▸ **The task**
Present the items from their first line through the line holding "left=522, top=721, right=767, bottom=808", both ends included, as a Markdown table with the columns Row and Line. Number the rows in Row, put the text in Line, and skip blank lines.

▸ **Input**
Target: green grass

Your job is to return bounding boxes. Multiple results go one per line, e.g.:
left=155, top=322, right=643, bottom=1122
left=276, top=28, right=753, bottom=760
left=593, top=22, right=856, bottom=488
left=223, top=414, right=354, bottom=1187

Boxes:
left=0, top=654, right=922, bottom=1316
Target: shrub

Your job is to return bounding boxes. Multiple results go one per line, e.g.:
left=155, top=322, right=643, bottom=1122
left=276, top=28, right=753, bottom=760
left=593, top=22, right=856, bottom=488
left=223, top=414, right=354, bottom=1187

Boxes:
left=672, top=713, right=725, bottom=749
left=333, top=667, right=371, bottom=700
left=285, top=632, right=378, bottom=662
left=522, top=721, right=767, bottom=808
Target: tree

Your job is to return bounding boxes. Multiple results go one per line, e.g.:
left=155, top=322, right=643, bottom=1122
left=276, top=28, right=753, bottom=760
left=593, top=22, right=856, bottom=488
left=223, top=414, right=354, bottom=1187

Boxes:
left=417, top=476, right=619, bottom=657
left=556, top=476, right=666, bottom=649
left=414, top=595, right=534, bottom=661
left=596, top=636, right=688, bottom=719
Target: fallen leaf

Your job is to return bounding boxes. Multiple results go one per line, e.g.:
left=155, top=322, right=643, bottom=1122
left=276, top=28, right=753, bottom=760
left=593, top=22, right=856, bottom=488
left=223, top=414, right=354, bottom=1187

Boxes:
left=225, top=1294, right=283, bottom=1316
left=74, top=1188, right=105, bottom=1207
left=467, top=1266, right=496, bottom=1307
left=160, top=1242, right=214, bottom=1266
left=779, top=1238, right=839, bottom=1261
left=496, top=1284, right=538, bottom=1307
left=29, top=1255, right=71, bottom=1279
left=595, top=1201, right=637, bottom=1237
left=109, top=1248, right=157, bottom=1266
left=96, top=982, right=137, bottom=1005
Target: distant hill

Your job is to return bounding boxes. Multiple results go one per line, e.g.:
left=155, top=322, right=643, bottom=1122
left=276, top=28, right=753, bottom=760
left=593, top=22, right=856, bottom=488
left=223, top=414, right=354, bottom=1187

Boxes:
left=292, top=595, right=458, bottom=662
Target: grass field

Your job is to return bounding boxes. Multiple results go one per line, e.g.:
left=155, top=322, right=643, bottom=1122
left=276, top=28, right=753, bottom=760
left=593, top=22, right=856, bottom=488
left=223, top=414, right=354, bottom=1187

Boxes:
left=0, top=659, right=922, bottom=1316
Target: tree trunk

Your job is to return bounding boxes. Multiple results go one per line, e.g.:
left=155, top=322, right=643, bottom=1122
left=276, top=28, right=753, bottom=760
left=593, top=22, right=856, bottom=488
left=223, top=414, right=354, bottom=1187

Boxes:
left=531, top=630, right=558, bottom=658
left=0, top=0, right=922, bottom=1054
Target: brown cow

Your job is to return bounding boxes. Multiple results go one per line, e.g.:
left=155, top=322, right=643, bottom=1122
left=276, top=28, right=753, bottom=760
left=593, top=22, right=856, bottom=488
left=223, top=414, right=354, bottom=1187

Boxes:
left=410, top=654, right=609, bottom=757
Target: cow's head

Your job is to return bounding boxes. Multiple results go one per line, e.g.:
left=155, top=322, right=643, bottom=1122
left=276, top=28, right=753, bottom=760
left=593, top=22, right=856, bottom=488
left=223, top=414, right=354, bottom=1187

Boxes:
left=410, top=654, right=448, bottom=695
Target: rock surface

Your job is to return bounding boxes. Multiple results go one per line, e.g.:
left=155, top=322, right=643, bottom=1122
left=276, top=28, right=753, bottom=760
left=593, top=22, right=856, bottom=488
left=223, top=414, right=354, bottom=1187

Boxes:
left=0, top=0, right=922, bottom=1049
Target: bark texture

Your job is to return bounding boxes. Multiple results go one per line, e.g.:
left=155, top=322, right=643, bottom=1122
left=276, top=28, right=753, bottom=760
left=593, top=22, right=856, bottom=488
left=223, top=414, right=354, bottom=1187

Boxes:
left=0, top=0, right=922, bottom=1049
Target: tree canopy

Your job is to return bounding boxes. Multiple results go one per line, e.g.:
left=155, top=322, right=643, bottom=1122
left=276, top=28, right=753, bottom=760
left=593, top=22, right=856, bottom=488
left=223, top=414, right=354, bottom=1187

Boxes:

▸ **Complete response**
| Row | Line |
|---|---|
| 1 | Target: green grass |
| 2 | Your job is to return bounding boxes. Multiple results go one per line, e.g.: |
| 3 | left=155, top=322, right=643, bottom=1122 |
| 4 | left=276, top=28, right=753, bottom=760 |
| 5 | left=593, top=22, right=856, bottom=488 |
| 6 | left=223, top=414, right=354, bottom=1187 |
| 7 | Boxes: |
| 8 | left=0, top=654, right=922, bottom=1316 |
| 9 | Target: shrub |
| 10 | Your job is to return bounding boxes. Multiple results go one per line, e.g.: |
| 11 | left=155, top=322, right=643, bottom=1122 |
| 12 | left=276, top=28, right=753, bottom=760 |
| 13 | left=593, top=22, right=856, bottom=488 |
| 14 | left=223, top=414, right=354, bottom=1187 |
| 15 | Boxes: |
| 16 | left=672, top=713, right=725, bottom=749 |
| 17 | left=333, top=667, right=371, bottom=700 |
| 18 | left=285, top=632, right=378, bottom=662 |
| 19 | left=522, top=721, right=767, bottom=808 |